From the listing that follows, extract every line and set it down unaltered.

[[ RECORDED DATA open ]]

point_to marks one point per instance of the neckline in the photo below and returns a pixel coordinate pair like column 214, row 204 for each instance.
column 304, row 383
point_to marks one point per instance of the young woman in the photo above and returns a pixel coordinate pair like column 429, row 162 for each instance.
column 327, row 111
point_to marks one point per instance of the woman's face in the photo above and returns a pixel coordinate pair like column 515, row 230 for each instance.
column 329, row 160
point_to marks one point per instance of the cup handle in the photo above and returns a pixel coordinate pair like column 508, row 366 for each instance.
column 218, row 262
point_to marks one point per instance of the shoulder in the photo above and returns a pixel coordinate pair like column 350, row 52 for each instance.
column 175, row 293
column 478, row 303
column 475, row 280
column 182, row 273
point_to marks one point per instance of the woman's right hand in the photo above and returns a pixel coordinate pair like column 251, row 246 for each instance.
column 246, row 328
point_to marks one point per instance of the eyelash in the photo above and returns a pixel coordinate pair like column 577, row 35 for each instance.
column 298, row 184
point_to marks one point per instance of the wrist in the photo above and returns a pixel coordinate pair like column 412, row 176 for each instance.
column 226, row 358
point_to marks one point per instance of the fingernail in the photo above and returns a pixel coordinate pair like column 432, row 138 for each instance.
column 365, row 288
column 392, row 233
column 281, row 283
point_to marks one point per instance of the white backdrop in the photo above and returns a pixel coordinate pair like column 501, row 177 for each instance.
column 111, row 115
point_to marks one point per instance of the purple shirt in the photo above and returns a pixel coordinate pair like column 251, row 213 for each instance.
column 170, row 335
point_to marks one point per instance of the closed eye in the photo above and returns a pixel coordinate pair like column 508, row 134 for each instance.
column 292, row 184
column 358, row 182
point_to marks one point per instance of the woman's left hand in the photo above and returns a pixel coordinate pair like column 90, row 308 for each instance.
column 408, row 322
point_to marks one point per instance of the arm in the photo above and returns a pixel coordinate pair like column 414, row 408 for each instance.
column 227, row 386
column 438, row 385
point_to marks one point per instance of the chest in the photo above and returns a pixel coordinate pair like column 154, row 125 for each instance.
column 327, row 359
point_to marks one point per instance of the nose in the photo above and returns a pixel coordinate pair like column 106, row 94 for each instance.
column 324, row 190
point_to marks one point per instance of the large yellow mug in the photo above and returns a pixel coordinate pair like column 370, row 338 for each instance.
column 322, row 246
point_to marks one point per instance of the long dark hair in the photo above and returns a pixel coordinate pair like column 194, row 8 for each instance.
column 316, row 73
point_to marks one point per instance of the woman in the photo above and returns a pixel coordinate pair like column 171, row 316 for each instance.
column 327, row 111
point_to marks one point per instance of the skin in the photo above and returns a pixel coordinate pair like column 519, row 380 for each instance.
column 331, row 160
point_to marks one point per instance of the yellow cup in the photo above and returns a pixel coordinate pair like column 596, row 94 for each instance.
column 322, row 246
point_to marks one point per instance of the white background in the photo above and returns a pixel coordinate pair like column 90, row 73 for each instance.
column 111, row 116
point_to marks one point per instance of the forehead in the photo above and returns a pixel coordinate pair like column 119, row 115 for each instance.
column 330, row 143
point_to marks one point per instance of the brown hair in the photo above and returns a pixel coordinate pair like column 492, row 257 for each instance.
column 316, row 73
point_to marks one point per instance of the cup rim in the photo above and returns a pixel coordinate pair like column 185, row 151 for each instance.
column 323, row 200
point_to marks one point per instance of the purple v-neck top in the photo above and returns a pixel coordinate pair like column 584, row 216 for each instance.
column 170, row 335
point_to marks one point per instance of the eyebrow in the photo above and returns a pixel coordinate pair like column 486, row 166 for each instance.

[[ RECORDED DATA closed ]]

SOLUTION BELOW
point_to marks one point per instance of the neckline in the photo below and returns a pixel coordinate pair like column 214, row 204 for each instance.
column 304, row 383
point_to marks one point per instance of the young woman in the photo above and returns a pixel coordinate pair like column 429, row 162 for each instance.
column 327, row 111
point_to marks one point per instance of the woman's face in the photo above and returns a pixel coordinate pair like column 515, row 230 for each instance.
column 329, row 160
point_to marks one point per instance of the cup handle in the photo above and returns a pixel coordinate pair like column 508, row 366 for each instance.
column 218, row 262
point_to marks one point per instance of the shoulder in the photo above and returns a pixel coordinate pair like column 350, row 52 for each instance.
column 175, row 293
column 478, row 303
column 475, row 280
column 182, row 273
point_to marks one point per instance of the woman's right hand in the photo above and returns a pixel coordinate pair like column 251, row 246 for each instance.
column 246, row 328
point_to marks one point per instance of the eyelash in the photo above and returns a pixel coordinate pair like column 577, row 35 for each instance.
column 298, row 184
point_to marks one point per instance of the wrist in the photo above and returns a pixel coordinate pair like column 412, row 176 for each instance.
column 226, row 358
point_to marks one point per instance of the fingernail in the photo above and returns a pixel coordinate pair like column 432, row 138 for each instance.
column 365, row 288
column 392, row 233
column 281, row 283
point_to marks one point per instance of the white backdrop in the photo above and returns a pixel coordinate pair like column 501, row 177 for each instance.
column 111, row 115
point_to marks one point per instance of the purple shirt in the photo above and returns a pixel coordinate pair like column 251, row 213 for each instance.
column 170, row 335
point_to marks one point per instance of the closed eye in the photo above and returns a pixel coordinate pair like column 508, row 134 for each instance.
column 292, row 184
column 358, row 182
point_to marks one point per instance of the woman's left hand in the photo above and returns a pixel coordinate pair like column 90, row 308 for each instance.
column 408, row 322
point_to marks one point per instance of the arm in the photo above and returns a pixel coordinate pair like column 414, row 408 for each instance.
column 227, row 386
column 438, row 385
point_to marks one point per instance of the chest in the photo above and returns a pixel coordinate pair like column 154, row 125 for each instance.
column 327, row 359
point_to marks one point per instance of the nose in the photo above and returns a pixel coordinate pair like column 106, row 94 for each instance.
column 324, row 190
point_to marks one point per instance of the large yellow mug in the photo above and returns a pixel coordinate pair like column 370, row 338 for each instance.
column 322, row 246
point_to marks one point per instance of the long dark hair in the photo above and returns a pixel coordinate pair like column 194, row 8 for each instance.
column 316, row 73
point_to marks one point per instance of the woman in the photo above and returns a pixel coordinate pair like column 171, row 316 for each instance.
column 327, row 111
point_to marks one point per instance of the skin in the photo above and returns a pixel coordinate pair like column 519, row 380 for each instance.
column 331, row 160
point_to marks one point per instance of the yellow cup in the photo above and returns a pixel coordinate pair like column 596, row 94 for each instance.
column 322, row 246
point_to marks one point per instance of the white background in the photo above and returns a pixel coordinate pair like column 90, row 73 for each instance.
column 111, row 116
point_to marks one point per instance of the forehead in the photo above and returns a pixel coordinate pair like column 119, row 115 for each instance.
column 330, row 143
point_to marks one point per instance of the brown hair in the photo above and returns a pixel coordinate pair like column 492, row 257 for each instance.
column 316, row 73
point_to marks one point per instance of the cup rim in the photo above and returns a pixel coordinate pair like column 185, row 151 for each instance.
column 323, row 200
point_to marks one point per instance of the purple v-neck top in the photo above and returns a pixel coordinate pair like column 584, row 216 for each instance.
column 170, row 335
point_to marks one point per instance of the eyebrow in the photo above and returns a pixel coordinate pair like column 486, row 166 for each instance.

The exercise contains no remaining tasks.